* [Задания к выполнению]:
1) Из какого театра, согласно тексту о Николае Коляде, ему вскоре придется уйти?
2) Пожалуйста, выпишите из текста о Николае Коляде без изменений фрагмент, который начинается со слов «Легкий нрав, умение» и заканчивается словами «и как начинать.».

* [Показанный текст]:
Легкий нрав, умение договариваться и сохранять добрые отношения – это не про Коляду. Энергия созидания не имеет ничего общего с ласковыми лучами солнышка, сколь угодно рисуй его на титульных листах даруемых книжек (а у него вышло много книг, он их уже не считает). Он ругается с начальством и орет на артистов, добиваясь одному ему известного результата. Из Театра драмы ему вскоре придется уйти – чтобы начать все заново (только бы не начать снова пить!), тем более, сейчас он хорошо представляет себе, где и как начинать.
Буратино хотел подарить папе Карло новую куртку, а подарил – театр. У Николая Коляды нет знакомых Буратин – сплошные Карабасы-Барабасы, но театр ему нужен не меньше, чем папе Карло, неужели в городе этого не понимают? Любимый город, проснись и спой – вот, возьми… Ну хоть какое-нибудь помещение, пусть даже самое завалящее! Нарисую солнышко, подберу монетку на улице, буду улыбаться-улыбаться-улыбаться, говорить «спасибо» и «пожалуйста», сочиню еще сто тысяч пьес к уже готовым восьмидесяти, обучу мильон студентов, заработаю денег для «Урала», а в свободное время буду обустраивать это помещение, да хоть бы подвал, как «букашник» на Толмачева, что, в Екатеринбурге не осталось свободных подвалов?! Ах, какой бы он сделал театр – сам бы все сделал, он все умеет, зря, что ли, столько лет прожил? Самое главное у него уже есть – он сам, его пьесы, артисты, которые пойдут за ним в огонь-воду, готовы получить медными трубами по голове – контрольный удар. Олег Ягодин – кажется, типичный характерный актер, в котором скрывается главный герой-любовник-отверженный-подонок-спаситель. Гамлета он у меня будет играть, слышите, Гамлета! Красавица Ирина Ермолова, о которой есть еще много чего сказать помимо того, что она красавица, – все его несчастные тетки из пьес, одинокие, не то что недолюбленные, вообще ни разу не любленные… Да все, что угодно, сыграет – хоть проститутку с бланшем, хоть Бланш Дюбуа! Будут ее называть у меня – «Блянш»…
Кажется, ну вот что ему еще нужно, если и так уже все есть? Бывшие коллеги от зависти грызут по ночам свои почетные грамоты. Деньги, слава, признание, любовь зрителей и ненависть критиков. Пьесы пишет как из пулемета и там и сям лауреат, почетный деятель – призовые статуэтки, наверное, некуда складывать!
Чужой успех – как чужая жена. Наверняка ничего не знаешь, проверить затруднительно, но от зависти скулы сводит. Еще и театр ему. Щас!

* [Выдержка из данных]:
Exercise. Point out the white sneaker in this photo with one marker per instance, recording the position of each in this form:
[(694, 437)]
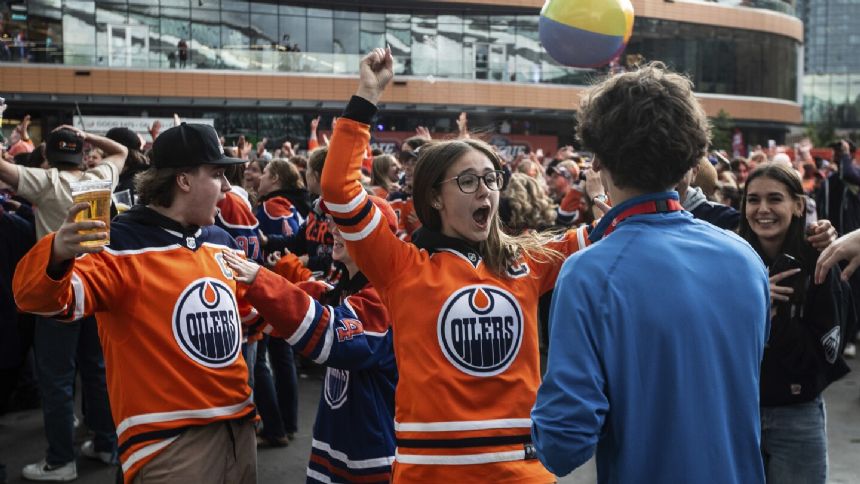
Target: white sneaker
[(88, 450), (41, 471)]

* [Результаты заданий]:
1) Из Театра драмы.

2)
Легкий нрав, умение договариваться и сохранять добрые отношения – это не про Коляду. Энергия созидания не имеет ничего общего с ласковыми лучами солнышка, сколь угодно рисуй его на титульных листах даруемых книжек (а у него вышло много книг, он их уже не считает). Он ругается с начальством и орет на артистов, добиваясь одному ему известного результата. Из Театра драмы ему вскоре придется уйти – чтобы начать все заново (только бы не начать снова пить!), тем более, сейчас он хорошо представляет себе, где и как начинать.